== Prompt ==
Write out every line of the listing below without any changes, but leave the pictures out of your copy.

[Excerpts from point annotation data]

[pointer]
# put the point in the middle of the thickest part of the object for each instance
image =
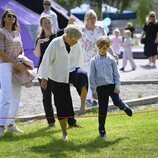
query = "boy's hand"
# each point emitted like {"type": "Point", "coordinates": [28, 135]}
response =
{"type": "Point", "coordinates": [19, 67]}
{"type": "Point", "coordinates": [95, 96]}
{"type": "Point", "coordinates": [117, 90]}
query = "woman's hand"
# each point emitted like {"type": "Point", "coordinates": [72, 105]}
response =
{"type": "Point", "coordinates": [44, 83]}
{"type": "Point", "coordinates": [43, 40]}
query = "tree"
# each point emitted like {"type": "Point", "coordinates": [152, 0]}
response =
{"type": "Point", "coordinates": [96, 4]}
{"type": "Point", "coordinates": [142, 8]}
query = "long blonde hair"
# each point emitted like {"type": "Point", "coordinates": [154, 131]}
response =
{"type": "Point", "coordinates": [15, 26]}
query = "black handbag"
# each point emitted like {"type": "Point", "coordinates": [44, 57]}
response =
{"type": "Point", "coordinates": [143, 38]}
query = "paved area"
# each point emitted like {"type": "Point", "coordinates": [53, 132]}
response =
{"type": "Point", "coordinates": [31, 101]}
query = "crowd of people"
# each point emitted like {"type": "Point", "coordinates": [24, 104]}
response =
{"type": "Point", "coordinates": [82, 56]}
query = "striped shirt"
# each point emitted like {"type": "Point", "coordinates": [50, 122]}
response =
{"type": "Point", "coordinates": [103, 72]}
{"type": "Point", "coordinates": [10, 43]}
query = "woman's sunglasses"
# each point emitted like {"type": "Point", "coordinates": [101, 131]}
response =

== Reply ==
[pointer]
# put the point in the middle of the thickest part of the object for each instance
image =
query = "boy's hand"
# each point emitted like {"type": "Point", "coordinates": [28, 135]}
response =
{"type": "Point", "coordinates": [19, 67]}
{"type": "Point", "coordinates": [95, 96]}
{"type": "Point", "coordinates": [117, 90]}
query = "woman's hand"
# each point emitted like {"type": "Point", "coordinates": [72, 105]}
response =
{"type": "Point", "coordinates": [44, 83]}
{"type": "Point", "coordinates": [43, 40]}
query = "tree"
# each point emitted like {"type": "Point", "coordinates": [152, 0]}
response =
{"type": "Point", "coordinates": [96, 4]}
{"type": "Point", "coordinates": [142, 8]}
query = "long blonde hair"
# each point emitted like {"type": "Point", "coordinates": [154, 131]}
response =
{"type": "Point", "coordinates": [15, 26]}
query = "black handbag"
# each point emitted like {"type": "Point", "coordinates": [44, 57]}
response =
{"type": "Point", "coordinates": [143, 38]}
query = "paved area"
# each point emitted like {"type": "Point", "coordinates": [53, 132]}
response =
{"type": "Point", "coordinates": [31, 101]}
query = "crowd of people"
# each point emitted like {"type": "Point", "coordinates": [24, 104]}
response =
{"type": "Point", "coordinates": [82, 56]}
query = "striped shirt"
# each point emitted like {"type": "Point", "coordinates": [50, 122]}
response =
{"type": "Point", "coordinates": [103, 72]}
{"type": "Point", "coordinates": [10, 43]}
query = "woman's sunglasses"
# each point emitted like {"type": "Point", "coordinates": [101, 131]}
response =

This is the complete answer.